# [What is being asked]
Filter the entries below down to every line that contains the string "street", and copy those lines out. Matching is case-sensitive.

┌─ Raw data

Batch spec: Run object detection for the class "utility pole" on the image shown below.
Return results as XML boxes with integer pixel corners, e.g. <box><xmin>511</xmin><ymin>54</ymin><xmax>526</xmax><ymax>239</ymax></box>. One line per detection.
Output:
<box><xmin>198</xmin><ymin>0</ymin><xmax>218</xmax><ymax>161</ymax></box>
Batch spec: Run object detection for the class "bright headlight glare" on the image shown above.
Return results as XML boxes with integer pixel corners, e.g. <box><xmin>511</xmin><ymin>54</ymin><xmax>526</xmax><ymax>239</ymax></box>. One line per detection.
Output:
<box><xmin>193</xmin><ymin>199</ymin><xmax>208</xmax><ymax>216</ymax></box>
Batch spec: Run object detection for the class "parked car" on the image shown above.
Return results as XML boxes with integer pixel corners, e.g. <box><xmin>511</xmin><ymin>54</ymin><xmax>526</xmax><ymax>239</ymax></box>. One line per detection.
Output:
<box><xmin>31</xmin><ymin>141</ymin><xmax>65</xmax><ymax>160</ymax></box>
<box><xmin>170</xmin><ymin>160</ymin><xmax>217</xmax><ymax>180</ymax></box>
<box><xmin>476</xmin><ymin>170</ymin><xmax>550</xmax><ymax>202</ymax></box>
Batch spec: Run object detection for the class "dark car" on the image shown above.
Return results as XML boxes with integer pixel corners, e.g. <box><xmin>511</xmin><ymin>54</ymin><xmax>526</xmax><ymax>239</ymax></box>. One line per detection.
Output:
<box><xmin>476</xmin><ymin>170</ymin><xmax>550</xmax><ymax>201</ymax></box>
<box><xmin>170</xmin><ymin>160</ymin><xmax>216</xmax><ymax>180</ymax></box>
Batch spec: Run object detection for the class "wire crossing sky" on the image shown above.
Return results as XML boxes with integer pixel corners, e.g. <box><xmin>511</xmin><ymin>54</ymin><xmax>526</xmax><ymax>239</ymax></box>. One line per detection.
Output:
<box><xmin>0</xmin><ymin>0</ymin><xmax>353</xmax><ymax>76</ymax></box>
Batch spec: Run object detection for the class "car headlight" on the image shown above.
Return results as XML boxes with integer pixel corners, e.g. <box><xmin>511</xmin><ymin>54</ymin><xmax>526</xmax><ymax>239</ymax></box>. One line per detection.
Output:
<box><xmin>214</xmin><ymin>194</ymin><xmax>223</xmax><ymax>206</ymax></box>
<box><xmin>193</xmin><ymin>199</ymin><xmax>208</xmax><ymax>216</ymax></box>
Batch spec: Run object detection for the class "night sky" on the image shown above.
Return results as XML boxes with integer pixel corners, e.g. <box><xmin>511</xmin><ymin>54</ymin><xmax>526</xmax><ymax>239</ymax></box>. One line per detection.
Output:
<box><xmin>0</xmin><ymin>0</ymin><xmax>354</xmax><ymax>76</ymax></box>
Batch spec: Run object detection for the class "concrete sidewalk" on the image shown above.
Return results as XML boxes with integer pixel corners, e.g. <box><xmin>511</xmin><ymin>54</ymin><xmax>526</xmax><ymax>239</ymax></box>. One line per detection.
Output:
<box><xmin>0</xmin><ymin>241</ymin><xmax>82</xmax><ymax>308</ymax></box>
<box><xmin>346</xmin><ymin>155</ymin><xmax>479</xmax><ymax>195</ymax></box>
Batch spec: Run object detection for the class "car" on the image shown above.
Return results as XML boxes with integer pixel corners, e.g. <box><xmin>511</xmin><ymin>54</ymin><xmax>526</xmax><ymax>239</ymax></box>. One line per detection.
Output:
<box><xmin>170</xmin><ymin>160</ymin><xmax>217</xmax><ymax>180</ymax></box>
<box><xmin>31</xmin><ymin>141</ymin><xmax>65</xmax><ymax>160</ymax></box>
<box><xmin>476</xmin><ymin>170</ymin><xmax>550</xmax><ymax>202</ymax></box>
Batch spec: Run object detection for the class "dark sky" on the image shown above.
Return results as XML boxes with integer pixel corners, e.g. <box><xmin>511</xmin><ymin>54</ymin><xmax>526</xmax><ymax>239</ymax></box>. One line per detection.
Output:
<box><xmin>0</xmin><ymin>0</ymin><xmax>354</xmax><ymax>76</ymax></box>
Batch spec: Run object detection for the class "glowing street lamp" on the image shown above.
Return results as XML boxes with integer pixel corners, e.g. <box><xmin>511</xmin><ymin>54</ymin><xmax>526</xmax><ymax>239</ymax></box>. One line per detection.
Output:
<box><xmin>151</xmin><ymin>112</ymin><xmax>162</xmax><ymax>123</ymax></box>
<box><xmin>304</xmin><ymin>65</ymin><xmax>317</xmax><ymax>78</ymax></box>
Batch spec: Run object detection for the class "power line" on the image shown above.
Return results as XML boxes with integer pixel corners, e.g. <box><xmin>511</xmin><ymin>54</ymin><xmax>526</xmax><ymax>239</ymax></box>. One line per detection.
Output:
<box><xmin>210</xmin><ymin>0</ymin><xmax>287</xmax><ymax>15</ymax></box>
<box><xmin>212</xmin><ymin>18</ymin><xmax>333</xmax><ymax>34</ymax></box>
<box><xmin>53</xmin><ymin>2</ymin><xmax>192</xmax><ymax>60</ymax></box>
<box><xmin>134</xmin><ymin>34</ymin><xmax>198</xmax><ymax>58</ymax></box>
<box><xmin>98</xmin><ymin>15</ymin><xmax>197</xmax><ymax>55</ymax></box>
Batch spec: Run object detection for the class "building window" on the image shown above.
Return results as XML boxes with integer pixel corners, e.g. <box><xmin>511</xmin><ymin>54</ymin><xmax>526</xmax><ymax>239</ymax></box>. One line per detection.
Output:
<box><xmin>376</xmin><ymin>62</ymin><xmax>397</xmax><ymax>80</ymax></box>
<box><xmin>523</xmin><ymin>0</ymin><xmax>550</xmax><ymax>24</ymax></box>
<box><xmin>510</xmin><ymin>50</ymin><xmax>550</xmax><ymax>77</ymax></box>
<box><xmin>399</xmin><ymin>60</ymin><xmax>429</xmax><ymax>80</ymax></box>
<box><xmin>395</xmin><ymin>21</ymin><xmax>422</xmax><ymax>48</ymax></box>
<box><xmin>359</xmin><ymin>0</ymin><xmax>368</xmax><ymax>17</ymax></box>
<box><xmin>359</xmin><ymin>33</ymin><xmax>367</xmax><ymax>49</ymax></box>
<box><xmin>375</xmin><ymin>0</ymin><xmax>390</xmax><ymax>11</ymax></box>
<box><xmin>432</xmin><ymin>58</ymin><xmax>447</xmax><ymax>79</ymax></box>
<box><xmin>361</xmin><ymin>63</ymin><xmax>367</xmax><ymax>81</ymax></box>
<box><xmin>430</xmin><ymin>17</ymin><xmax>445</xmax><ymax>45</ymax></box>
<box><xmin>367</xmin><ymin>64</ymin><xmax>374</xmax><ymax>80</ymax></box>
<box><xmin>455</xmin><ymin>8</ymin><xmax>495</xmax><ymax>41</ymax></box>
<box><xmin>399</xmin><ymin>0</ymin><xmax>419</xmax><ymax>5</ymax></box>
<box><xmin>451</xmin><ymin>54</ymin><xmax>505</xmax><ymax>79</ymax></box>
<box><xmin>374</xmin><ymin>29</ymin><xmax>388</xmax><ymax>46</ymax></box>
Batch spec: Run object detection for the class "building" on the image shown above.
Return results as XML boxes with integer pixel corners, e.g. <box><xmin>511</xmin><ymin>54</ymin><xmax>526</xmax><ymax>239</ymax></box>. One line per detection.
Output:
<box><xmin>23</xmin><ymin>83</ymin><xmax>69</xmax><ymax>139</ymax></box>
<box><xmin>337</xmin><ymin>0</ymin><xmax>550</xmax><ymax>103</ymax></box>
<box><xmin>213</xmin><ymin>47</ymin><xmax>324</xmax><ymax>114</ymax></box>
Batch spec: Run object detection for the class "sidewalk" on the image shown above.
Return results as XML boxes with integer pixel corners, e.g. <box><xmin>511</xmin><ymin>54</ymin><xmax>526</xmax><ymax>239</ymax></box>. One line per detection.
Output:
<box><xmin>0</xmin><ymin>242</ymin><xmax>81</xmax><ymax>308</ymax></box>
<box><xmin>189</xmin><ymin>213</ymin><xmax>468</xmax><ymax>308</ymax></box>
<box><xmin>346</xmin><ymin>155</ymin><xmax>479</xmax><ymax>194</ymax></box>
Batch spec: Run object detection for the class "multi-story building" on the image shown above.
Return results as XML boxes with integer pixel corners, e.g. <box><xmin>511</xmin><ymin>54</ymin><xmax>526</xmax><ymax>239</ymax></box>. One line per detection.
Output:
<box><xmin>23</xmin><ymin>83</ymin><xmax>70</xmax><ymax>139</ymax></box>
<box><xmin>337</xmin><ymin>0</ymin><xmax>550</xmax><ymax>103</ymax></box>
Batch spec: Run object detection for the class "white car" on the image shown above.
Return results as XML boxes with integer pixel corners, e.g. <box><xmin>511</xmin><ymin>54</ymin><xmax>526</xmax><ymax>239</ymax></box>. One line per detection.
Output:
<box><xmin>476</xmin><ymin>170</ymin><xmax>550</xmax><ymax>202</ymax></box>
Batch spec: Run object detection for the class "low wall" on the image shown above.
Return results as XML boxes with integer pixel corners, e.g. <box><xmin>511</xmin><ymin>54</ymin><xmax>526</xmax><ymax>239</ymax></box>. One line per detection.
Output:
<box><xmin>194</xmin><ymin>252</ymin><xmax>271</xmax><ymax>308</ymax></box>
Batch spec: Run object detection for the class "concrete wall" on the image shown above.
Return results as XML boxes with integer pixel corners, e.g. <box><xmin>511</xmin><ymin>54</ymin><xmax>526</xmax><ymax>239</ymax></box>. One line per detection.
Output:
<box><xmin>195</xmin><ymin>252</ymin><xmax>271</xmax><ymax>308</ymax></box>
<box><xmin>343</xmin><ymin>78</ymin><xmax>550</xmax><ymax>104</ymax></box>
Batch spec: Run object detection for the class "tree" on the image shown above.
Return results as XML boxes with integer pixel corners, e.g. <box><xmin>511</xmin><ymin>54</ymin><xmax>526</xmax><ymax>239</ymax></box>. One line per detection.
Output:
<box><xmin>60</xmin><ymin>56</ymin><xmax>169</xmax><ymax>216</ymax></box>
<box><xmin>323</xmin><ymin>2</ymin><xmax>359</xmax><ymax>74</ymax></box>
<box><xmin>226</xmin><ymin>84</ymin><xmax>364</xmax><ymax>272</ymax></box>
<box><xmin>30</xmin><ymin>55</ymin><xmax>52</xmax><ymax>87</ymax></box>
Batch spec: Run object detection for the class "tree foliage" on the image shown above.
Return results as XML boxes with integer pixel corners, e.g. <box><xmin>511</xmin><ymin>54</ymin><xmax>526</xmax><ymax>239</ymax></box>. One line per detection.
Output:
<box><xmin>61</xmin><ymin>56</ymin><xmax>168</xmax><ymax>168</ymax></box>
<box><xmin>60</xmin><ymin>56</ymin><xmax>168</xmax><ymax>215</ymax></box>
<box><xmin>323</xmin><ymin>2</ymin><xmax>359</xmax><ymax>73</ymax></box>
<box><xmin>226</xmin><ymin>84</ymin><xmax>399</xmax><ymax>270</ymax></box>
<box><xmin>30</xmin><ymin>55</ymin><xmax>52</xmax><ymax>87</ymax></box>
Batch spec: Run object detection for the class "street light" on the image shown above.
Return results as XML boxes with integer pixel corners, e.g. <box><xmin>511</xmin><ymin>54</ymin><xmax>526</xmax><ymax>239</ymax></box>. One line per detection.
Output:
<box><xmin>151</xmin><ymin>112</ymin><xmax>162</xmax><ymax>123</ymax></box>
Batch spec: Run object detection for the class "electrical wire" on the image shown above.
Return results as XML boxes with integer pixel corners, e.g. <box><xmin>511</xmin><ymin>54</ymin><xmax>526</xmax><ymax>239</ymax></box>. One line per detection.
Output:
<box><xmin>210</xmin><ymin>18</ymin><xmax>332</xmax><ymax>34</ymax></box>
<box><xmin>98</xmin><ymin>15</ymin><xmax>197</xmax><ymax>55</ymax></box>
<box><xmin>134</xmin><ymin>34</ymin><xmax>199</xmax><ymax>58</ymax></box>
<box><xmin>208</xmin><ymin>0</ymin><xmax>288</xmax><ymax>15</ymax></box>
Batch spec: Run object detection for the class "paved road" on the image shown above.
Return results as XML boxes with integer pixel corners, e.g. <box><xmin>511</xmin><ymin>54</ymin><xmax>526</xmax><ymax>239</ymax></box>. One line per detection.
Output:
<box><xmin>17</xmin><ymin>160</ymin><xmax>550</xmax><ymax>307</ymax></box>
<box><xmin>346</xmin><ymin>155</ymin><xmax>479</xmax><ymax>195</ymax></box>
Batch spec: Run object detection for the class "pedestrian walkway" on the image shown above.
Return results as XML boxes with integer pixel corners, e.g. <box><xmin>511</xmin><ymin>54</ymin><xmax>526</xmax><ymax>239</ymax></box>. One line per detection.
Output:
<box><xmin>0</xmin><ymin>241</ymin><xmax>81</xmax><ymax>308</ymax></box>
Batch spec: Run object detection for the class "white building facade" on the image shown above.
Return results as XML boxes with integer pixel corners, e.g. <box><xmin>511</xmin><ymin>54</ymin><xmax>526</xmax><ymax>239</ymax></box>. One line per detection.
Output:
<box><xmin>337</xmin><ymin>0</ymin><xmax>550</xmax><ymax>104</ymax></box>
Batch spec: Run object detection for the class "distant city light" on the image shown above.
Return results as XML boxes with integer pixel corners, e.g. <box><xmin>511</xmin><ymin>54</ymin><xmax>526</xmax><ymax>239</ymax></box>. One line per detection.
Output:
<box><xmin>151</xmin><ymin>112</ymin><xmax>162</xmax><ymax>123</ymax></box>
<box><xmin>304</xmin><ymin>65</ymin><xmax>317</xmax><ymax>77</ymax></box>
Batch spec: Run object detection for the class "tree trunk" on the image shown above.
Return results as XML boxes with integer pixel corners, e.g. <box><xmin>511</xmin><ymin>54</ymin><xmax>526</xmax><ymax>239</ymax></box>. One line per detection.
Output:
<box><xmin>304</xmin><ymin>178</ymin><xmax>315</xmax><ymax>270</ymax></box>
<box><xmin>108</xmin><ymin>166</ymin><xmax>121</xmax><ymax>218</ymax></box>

└─

# [Output for this task]
Batch spec: Run object detection for the class "glowing street lamp" on the image shown above.
Batch spec: Run object detection for the class "street light" on the image shown above.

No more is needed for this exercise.